• [INSTRUCTIONS]:
• A. Transcribe part of the text below on industrial symbiosis in Sotenäs, beginning at the words "Dedicated municipal officials" and stopping after the words "discuss innovative ideas.".
• B. For each statement below, say yes or no according to the text on industrial symbiosis in Sotenäs, and quote the words from it that decide the answer. (i) The Center of Symbiosis was established in 2015. (ii) The inspirational trip to Kalundborg took place in 2015. (iii) Leif Andreasson is described as a local businessman.

Dedicated municipal officials and local entrepreneurs were at the heart of this transformation. They had a vision on how to do things differently and they joined forces to make it happen.
“We are trying to copy nature, not putting ourselves above it” explained Leif Andreasson, municipality official and one of the initiators of the symbiosis efforts. After an inspirational trip in 2013 to the world-famous case of industrial symbiosis in Kalundborg, Denmark, a local businessman decided to, not only invest in the biogas plant but also in an industrial symbiosis network, and the municipality to establish the Center of Symbiosis in 2015. Today the Center of Symbiosis serves as a platform for local businesses and stakeholders to meet and discuss innovative ideas.
A crucial element of the success in Sotenäs is that this transformation was not only good for the environment but for business as well.
“It’s a no-brainer,” emphasises Leif Andreasson, “Do you want to pay for your waste, or do you want to get paid for your waste?”. The food industries were unaware that they were throwing billions of crowns into the sea, he adds. This shift in mindset also changed the look on waste in general:
“We don’t call it waste anymore – we call it resources”, Andreasson summarised.

Dataset items
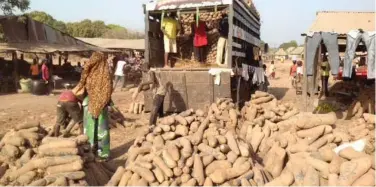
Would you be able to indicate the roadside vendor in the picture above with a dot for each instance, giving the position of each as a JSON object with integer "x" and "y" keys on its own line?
{"x": 159, "y": 92}
{"x": 68, "y": 107}
{"x": 170, "y": 28}
{"x": 200, "y": 40}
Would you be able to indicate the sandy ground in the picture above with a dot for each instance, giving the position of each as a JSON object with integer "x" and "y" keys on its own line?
{"x": 18, "y": 108}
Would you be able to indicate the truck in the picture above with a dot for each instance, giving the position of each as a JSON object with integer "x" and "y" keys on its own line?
{"x": 193, "y": 87}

• [EXPECTED RESULTS]:
• A.
Dedicated municipal officials and local entrepreneurs were at the heart of this transformation. They had a vision on how to do things differently and they joined forces to make it happen.
“We are trying to copy nature, not putting ourselves above it” explained Leif Andreasson, municipality official and one of the initiators of the symbiosis efforts. After an inspirational trip in 2013 to the world-famous case of industrial symbiosis in Kalundborg, Denmark, a local businessman decided to, not only invest in the biogas plant but also in an industrial symbiosis network, and the municipality to establish the Center of Symbiosis in 2015. Today the Center of Symbiosis serves as a platform for local businesses and stakeholders to meet and discuss innovative ideas.

• B.
(i) Yes: "the municipality to establish the Center of Symbiosis in 2015"
(ii) No: "After an inspirational trip in 2013 to the world-famous case of industrial symbiosis in Kalundborg, Denmark"
(iii) No: "Leif Andreasson, municipality official and one of the initiators of the symbiosis efforts"